#### [DETTAGLI DEL PROBLEMA]
Prosegua la testimonianza sulla sezione del PCI nel quartiere Nomentano, riprendendo subito dopo l'ultima frase riportata.

━━━ SEZIONE DEL TESTO ━━━

Per i compagni e le compagne della sezione il quartiere non esisteva: era di destra (MSI e DC) e quindi si evitava di fare attività esterna. Vi era un gruppo di giovani che si riuniva e studiava i sacri testi sotto una guida competente e discutevano della classe operaia.

Ricordo che proposi, in occasione di uno sciopero, di distribuire volantini davanti alle fabbriche della Salaria. Ne furono entusiasti e scegliemmo l’Autovox. Ma cominciarono ad entrare in crisi visto che dovevano alzarsi alle 5 di mattina (gli operai, molti pendolari, entravano alle 6). Ed ancor di più per l’accoglienza fredda che ricevettero. Fu salutare per comprendere che la classe operaia è “rivoluzionaria”. Ma la “rivoluzione” è un’altra cosa.

 

Non era solo la sezione Fomentano ad estraniarsi dai quartieri ma, ad esempio, quella del Salario che si era gemellata con(non ricordo quale) una sezione della Provincia ed il suo maggiore impegno era recarsi tutte le domeniche a fare attività in quel Comune.

 

La proposta di uscire nelle strade dei quartieri per un sentimento di clandestinità non trovavano ascolto nel Comitato Direttivo, né sostegno dalla Federazione che riteneva zone rosse il Tufello e Valmelaina, mentre il Trieste e Nomentano erano considerati feudi neri.

 

Il primo atto di rottura lo compì il sottoscritto con il compagno Robiati che era un orafo più che povero, un artista un po’ anarchico): su un carrello della spesa, liberato dalla sacca, montammo un altoparlante a batteria e cominciammo a girare per le vie del quartiere Nometano, tra lo sconcerto e l’incredulità, denunciando e propagandando oggi non ricordo più cosa. Le reazioni esterne ed interne al PCI aprirono un dibattito. Il secondo atto fu l’apoertura della sede a Via Tigrè, l’uscita cioè dal rudere e la visibilità finalmente nel quartiere.

 

Avevo già defiito con l’Inail le basi del contratto ed approfittando di alcune assenze nel Comitato Direttivo della Sezione feci approvare l’apertura della nuova sede la cui segretaria fu Marisa Malaspina.

 

L’altro episodio che cambiò la politica dei Comunisti del Nomentano fu la Festa de l?unità a Piazza S. Emerenziana, mi pare nel settembre del 1968 ed era la prima festa comunista che si svolgeva nella II Circoscrizione, escluso quella della borgata di Vigna Mangani.

 

Il sabato mattina, all’alba, legammo ai pini della piazza 8 bandiere rosse con la falce ed il martello, esponemmo numerosi pannelli propagandistici e tra il sabato e la domenica organizzammo un po’ di musica ed un comizio, qualche bibita, vino e panini: un successo. Il sabato mattina motociclisti ed automobilisti vedendo sventolare le bandiere rosse su Piazza S. Emerenziana rimasero sconcertati ed impressionati, ma lo sconcerto e l’incredulità furono enormi nei molti fedeli che la domenica frequentavano la chiesa: non mancarono scomposte proteste.

━━━ VOCI FORNITE ━━━

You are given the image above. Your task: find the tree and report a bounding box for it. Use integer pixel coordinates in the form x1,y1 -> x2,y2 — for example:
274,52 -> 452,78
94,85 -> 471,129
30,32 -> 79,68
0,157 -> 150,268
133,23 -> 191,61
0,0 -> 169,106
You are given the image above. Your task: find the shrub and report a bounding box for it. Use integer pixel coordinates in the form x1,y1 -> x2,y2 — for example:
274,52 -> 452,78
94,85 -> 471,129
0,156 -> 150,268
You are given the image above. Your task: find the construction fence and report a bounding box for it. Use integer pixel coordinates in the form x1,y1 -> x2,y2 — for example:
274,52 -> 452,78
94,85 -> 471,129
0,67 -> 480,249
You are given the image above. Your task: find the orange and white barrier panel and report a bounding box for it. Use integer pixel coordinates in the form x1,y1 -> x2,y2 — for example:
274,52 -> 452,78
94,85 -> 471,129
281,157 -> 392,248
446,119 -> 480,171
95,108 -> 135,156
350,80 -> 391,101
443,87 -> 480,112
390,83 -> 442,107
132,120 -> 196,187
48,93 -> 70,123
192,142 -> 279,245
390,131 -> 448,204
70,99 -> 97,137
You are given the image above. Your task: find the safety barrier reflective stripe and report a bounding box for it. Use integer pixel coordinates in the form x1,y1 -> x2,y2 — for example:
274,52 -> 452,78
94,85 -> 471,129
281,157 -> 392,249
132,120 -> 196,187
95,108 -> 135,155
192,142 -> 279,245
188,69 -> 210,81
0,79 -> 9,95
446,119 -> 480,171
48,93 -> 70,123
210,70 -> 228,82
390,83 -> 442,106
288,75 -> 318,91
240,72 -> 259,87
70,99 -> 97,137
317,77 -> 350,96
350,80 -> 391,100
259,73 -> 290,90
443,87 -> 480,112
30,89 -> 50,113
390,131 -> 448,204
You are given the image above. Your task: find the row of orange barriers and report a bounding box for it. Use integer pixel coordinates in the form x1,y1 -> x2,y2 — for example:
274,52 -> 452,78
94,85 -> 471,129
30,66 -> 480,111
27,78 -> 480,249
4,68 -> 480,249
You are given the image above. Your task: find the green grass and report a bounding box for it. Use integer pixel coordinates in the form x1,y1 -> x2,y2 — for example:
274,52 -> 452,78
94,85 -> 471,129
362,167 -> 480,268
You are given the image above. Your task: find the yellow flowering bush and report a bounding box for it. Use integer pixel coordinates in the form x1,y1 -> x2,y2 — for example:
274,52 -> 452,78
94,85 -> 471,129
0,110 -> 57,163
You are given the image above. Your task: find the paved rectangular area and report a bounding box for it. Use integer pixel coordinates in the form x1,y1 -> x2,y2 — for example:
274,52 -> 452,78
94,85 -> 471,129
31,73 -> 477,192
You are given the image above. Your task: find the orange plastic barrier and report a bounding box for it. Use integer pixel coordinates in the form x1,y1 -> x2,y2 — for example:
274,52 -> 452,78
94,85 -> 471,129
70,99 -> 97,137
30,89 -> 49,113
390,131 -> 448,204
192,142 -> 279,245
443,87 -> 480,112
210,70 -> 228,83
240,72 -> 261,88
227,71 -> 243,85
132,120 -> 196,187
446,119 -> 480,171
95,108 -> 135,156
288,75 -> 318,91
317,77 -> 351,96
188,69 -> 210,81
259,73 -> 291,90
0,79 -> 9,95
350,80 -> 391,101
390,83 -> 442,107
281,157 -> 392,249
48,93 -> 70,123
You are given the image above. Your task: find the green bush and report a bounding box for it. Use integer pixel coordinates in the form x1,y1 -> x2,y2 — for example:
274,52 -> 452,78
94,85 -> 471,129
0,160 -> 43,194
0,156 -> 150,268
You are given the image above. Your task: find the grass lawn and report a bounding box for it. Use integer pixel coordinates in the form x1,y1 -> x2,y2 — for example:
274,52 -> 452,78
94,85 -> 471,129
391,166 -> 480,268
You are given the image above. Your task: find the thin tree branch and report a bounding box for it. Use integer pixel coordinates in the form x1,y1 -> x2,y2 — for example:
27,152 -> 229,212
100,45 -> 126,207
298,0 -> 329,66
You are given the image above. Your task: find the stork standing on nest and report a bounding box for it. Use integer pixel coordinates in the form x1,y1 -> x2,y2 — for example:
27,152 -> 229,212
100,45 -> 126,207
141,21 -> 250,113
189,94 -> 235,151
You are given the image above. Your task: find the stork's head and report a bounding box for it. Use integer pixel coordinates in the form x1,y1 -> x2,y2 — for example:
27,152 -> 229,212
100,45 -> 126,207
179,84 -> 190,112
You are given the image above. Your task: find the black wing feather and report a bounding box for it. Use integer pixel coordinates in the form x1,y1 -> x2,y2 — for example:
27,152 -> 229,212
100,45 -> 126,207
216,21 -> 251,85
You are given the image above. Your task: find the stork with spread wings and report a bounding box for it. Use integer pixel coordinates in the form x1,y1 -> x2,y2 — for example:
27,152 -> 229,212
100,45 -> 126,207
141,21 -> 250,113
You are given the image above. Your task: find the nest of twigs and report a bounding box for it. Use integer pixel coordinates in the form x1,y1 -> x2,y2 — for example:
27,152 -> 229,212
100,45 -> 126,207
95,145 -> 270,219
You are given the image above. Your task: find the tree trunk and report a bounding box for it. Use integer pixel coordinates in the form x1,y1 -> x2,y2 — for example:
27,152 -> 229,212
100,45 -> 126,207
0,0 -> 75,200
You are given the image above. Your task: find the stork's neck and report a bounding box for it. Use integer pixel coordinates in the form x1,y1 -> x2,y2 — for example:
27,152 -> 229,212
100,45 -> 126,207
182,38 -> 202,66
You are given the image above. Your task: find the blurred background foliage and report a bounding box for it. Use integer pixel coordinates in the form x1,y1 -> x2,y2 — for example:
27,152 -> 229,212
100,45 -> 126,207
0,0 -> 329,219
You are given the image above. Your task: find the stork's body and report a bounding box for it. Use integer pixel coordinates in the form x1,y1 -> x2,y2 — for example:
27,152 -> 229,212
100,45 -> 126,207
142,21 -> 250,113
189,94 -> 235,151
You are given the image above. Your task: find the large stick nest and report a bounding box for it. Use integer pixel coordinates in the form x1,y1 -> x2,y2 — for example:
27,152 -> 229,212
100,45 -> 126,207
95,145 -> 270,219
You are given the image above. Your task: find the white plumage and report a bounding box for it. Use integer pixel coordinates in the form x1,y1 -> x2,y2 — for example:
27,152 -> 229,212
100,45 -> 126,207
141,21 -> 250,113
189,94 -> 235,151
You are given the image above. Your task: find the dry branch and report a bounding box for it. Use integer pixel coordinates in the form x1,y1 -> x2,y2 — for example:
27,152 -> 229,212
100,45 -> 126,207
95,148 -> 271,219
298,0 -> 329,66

━━━

#### [RISULTATO DEL COMPITO]
 

Contemporaneamente all’azione per migliorare la condizione delle borgate e la lotta per la casa iniziammo ad occuparci del quartiere: il mercato, la scuola, la viabilità, gli sfratti e l il verde: C’è un’ampia documentazione anche fotografica sull’impegno del PCI per recuperare al quartiere Villa Chigi (altro che Di Nella al quale hanno cercato di sbiadire il suo essere fascista con un suo presunto impegno ambientale)

 

Con fermezza, con coerenza e continue iniziative, la sezione di Via Tigrè da quando fu aperta ha reagito ad ogni attacco fascista e ad ogni atto che tendesse a limitarne l’agibilità democratica, da un lato chiamando i cittadini ad organizzarsi e manifestare e dall’altro denunciando alla Magistratura ogni violenza ed aggressione dei fascisti. Sono state più di cento le denunce ed in alcuni casi gli autori delle aggressioni sono stati individuati e condannati. Al contrario non c’è stata mai una denuncia nei confronti dei dirigenti e militanti del PCI per atti di violenza.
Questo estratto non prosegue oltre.